───── MATERIAL TO PROCESS

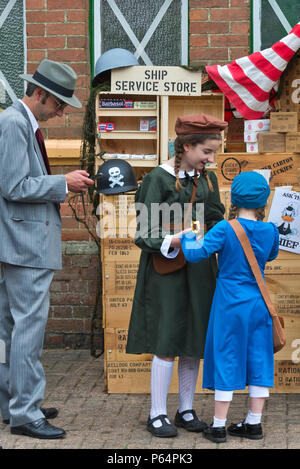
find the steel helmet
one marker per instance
(113, 58)
(115, 176)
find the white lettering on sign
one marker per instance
(156, 80)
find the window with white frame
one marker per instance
(12, 50)
(272, 20)
(155, 31)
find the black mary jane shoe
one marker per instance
(49, 413)
(215, 434)
(38, 429)
(246, 430)
(194, 425)
(165, 430)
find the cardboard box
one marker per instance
(252, 147)
(252, 137)
(283, 166)
(235, 147)
(271, 142)
(293, 142)
(256, 125)
(283, 121)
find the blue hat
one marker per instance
(249, 190)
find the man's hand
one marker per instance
(78, 181)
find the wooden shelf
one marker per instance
(110, 112)
(128, 134)
(127, 139)
(138, 163)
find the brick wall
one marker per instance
(219, 33)
(59, 31)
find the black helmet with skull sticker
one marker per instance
(115, 176)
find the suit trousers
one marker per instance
(24, 306)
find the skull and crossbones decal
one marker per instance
(115, 177)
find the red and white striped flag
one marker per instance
(248, 81)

──────────

Copy the lines above word for word, starting with the line containing "find the man's hand" and going on through the final line of the items.

find the man's hand
one marker per instance
(78, 181)
find the wooden shelf
one marker per instance
(110, 112)
(128, 134)
(127, 139)
(138, 163)
find the brick wall
one marker per instance
(219, 33)
(59, 31)
find the black helmet with skull sticker
one marker per instance
(115, 176)
find the suit trousers
one marker per instance
(24, 306)
find the skull and crossbones decal
one marker per instance
(115, 177)
find the red and white striped flag
one marker per instance
(248, 81)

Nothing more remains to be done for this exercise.